## Directions for this task:
Extract each line in the records that contains the word "panda".

## Records for this exercise:
□ □ □ □
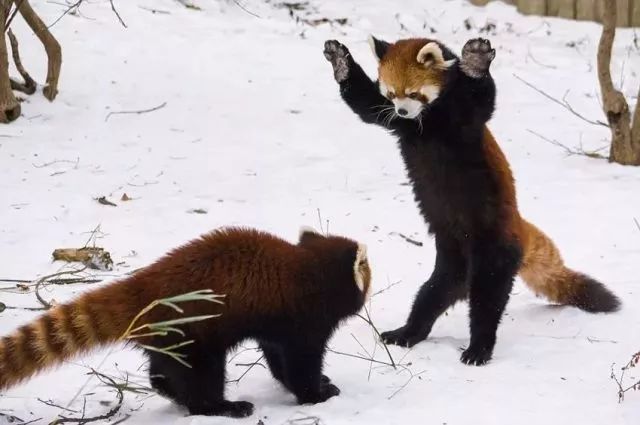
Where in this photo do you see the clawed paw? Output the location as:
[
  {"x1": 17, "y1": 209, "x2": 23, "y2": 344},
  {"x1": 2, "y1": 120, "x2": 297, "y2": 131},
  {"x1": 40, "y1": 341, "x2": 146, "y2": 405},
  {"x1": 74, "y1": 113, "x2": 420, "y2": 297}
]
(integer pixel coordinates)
[
  {"x1": 460, "y1": 346, "x2": 493, "y2": 366},
  {"x1": 460, "y1": 38, "x2": 496, "y2": 78},
  {"x1": 380, "y1": 326, "x2": 427, "y2": 348},
  {"x1": 323, "y1": 40, "x2": 351, "y2": 83},
  {"x1": 189, "y1": 400, "x2": 253, "y2": 418}
]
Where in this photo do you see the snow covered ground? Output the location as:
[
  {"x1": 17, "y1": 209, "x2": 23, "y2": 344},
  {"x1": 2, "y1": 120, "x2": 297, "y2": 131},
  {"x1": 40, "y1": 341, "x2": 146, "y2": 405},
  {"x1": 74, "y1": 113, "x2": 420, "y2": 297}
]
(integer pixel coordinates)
[{"x1": 0, "y1": 0, "x2": 640, "y2": 425}]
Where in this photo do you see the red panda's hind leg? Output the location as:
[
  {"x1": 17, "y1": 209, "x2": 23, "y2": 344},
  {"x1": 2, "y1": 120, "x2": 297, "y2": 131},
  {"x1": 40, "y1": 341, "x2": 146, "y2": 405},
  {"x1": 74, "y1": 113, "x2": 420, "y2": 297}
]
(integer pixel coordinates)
[
  {"x1": 282, "y1": 340, "x2": 340, "y2": 404},
  {"x1": 147, "y1": 348, "x2": 253, "y2": 418}
]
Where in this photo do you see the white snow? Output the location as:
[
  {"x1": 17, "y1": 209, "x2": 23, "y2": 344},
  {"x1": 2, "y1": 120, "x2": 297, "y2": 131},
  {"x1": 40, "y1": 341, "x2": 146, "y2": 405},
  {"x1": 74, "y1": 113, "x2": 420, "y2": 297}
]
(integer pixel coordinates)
[{"x1": 0, "y1": 0, "x2": 640, "y2": 425}]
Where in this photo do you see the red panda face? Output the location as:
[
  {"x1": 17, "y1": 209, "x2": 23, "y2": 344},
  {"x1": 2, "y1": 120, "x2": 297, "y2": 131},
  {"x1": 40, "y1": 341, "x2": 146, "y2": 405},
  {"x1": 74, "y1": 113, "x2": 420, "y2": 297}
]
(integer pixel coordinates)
[{"x1": 369, "y1": 37, "x2": 455, "y2": 119}]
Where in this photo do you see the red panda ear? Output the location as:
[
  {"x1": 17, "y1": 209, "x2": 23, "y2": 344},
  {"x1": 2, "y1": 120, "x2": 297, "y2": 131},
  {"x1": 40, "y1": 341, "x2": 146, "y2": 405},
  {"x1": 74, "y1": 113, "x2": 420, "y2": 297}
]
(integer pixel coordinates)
[
  {"x1": 298, "y1": 226, "x2": 324, "y2": 245},
  {"x1": 369, "y1": 35, "x2": 391, "y2": 62}
]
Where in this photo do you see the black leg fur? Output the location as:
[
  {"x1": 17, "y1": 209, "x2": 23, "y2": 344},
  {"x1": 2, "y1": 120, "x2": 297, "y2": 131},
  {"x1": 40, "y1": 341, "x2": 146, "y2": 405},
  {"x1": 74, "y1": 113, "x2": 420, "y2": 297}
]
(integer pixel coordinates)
[
  {"x1": 260, "y1": 341, "x2": 331, "y2": 392},
  {"x1": 282, "y1": 339, "x2": 340, "y2": 404},
  {"x1": 382, "y1": 236, "x2": 468, "y2": 347},
  {"x1": 461, "y1": 239, "x2": 522, "y2": 366},
  {"x1": 147, "y1": 350, "x2": 253, "y2": 418}
]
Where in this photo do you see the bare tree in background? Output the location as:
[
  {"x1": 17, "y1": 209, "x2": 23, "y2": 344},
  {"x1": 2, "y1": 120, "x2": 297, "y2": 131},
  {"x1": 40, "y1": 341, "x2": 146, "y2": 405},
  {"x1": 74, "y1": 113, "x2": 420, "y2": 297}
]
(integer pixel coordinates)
[
  {"x1": 598, "y1": 0, "x2": 640, "y2": 165},
  {"x1": 0, "y1": 0, "x2": 62, "y2": 123}
]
□ □ □ □
## Problem solution:
Where in this photo do you see the red panda's hind leg? Output the location as:
Where in this photo do you see the red panda face? Output the location as:
Where in this photo do you see the red panda ear? Output the location as:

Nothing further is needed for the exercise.